** BEGIN GIVEN TEXT **

Two years ago, Sam put $1,000 into a savings account.

%-change = change in value / original value

original value here: 1000 $

change value: we need to calculate the account after year 2. we take our 1100 $ after 1 year and calculate 10 % which is 110 $. we get 1210 $ after 2 years. hence there was a change in value of 210 $.

plug into formula : 210 $ / 1000 $ = 21 / 100 =21 %

Thus C.

Hope it helps.

generis






We are not given rate of interest (r) directly. Did you calculate the same by knowing principal amount (Rs.1000),
tenure (1 year), interest (Rs. 100) and using equation: Interest = PrT/100 for the first year and then using the same for the second year?

niks18
Is the highlighted part in question required to be given?

adkikani , I think you ask two questions.

1) did I use simple interest rate equation?
2) why does it look as if I did?

• No, I did not use interest rate
I used net change in money amount for each year

Year 1's change amount is given: + $100
Year 2's change rate is given:
10% increase on $1,100 = + $110

Then I calculated percent change from net amount change,
see original post. (Change/Original * 100)

Your question about the highlighted portion
is interesting.

If Sam left the earned interest in the bank;
and if Sam left the account alone;
of course we can calculate the amount in the account.
He put in $1000. He earned $100. His total = $1,100.

But we don't know what Sam did with the account.
The highlighted portion tells us that he left it alone.

• I suspect it appears that I used interest rates
because for any given first year,
if simple interest rate = annual compound interest rate,
amount yielded is identical.

• Use interest rate? Yes, but . . .
If I were to calculate percent increase
using interest rates, I would:

1) not use strict SI (it's inaccurate)*
2) use multipliers or
3) use compound annual interest

For #2 and #3, I would omit principal amount. Not needed.

Percent change using
multipliers= compound interest rate

• Multipliers - TOTAL factor increase

Multiplier, Year 1? Deduce from base + interest
\(1,000 + 100 = 1,100\)
Multiplier: \(\frac{1,100}{1,000}= 1.1\)

Multiplier for Year 2? Given.
10% increase on extant amount = \(1.1\)

** END GIVEN TEXT **
** BEGIN DATA EXTRACT **

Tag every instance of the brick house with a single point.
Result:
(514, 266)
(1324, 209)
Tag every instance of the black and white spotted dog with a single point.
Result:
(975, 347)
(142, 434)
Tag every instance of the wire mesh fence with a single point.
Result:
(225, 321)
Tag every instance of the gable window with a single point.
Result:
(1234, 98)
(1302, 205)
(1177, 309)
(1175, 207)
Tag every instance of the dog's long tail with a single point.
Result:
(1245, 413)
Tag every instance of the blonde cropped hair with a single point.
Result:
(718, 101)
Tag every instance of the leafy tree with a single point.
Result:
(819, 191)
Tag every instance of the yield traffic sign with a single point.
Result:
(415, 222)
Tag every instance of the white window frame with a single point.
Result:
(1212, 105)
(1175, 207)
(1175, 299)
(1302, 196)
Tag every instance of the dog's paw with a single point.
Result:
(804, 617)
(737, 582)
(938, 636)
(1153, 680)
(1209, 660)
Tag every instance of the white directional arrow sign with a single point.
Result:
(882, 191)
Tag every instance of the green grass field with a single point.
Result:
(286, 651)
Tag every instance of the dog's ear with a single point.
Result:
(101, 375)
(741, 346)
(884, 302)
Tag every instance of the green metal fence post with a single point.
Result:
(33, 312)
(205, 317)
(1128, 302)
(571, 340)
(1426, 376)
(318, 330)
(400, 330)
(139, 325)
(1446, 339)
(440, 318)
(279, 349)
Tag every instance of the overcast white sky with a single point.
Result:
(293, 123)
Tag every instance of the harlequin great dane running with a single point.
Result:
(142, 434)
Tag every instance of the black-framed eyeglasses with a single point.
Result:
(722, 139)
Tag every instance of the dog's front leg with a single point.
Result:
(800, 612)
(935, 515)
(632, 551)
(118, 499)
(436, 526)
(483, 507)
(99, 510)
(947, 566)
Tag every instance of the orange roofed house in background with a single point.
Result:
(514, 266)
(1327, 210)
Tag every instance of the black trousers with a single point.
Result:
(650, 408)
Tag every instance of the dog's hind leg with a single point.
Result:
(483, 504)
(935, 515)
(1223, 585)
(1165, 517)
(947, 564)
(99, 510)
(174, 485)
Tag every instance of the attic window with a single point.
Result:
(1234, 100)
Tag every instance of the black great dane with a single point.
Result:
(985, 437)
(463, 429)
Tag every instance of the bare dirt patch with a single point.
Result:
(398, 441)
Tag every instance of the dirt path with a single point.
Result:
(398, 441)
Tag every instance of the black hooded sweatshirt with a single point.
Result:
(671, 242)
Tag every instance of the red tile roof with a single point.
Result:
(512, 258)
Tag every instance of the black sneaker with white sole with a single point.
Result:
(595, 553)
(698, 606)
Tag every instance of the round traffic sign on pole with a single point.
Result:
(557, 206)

** END DATA EXTRACT **

▶ [SHORT EXERCISE] Please continue the forum thread about Sam's savings account from the point where it stops.

▶ [RESULT FOR THIS TASK]
Multipliers: TOTAL increase factor?
(Year 1 multiplier * Year 2 multiplier) = total increase factor
Total increase factor: \((1.1 * 1.1) = 1.21\)
Original base? \(1\)

• Compound annual interest: TOTAL factor increase

\(A_{final}=P(1+.10)^{nt}\)
\(A_{final}=P(1.1)^{1*2}\)
\(A_{final}=P(1.1)^2\)
\(A_{final}=1.21P\)

\(A_{original}= P\)

• Percent increase:

\(\frac{New-Old}{Old}*100\)

\((\frac{1.21-1}{1}*100)=(\frac{.21}{1}*100)\)
\(= .21*100=21\) percent

OR \((\frac{1.21P-1P}{1P}*100)=(\frac{.21P}{1P}*100)\)
\(=.21*100=21\) percent

Hope that answers your question.

*SI amount for both years?
INCORRECT if years are taken together
Run this formula for SI:
\(A_{final} = P(1 + rt)\)
Total after two years is $1,200. Not correct.

If you separate Year 1 and Year 2;
change \(P\) from $1,000 to $1,100;
and change \(t\) from 2 to 1;
SI formula will work.

Given an initial deposit of $1,000, we must figure out the ending balance to calculate
the total percent change.
After the first year, Sam's account has increased by $100 to $1,100.
After the second year, Sam's account again increased by 10%, but we must take 10%
of $1,100, or $110. Thus the ending balance is $1,210 ($1,100 + $110).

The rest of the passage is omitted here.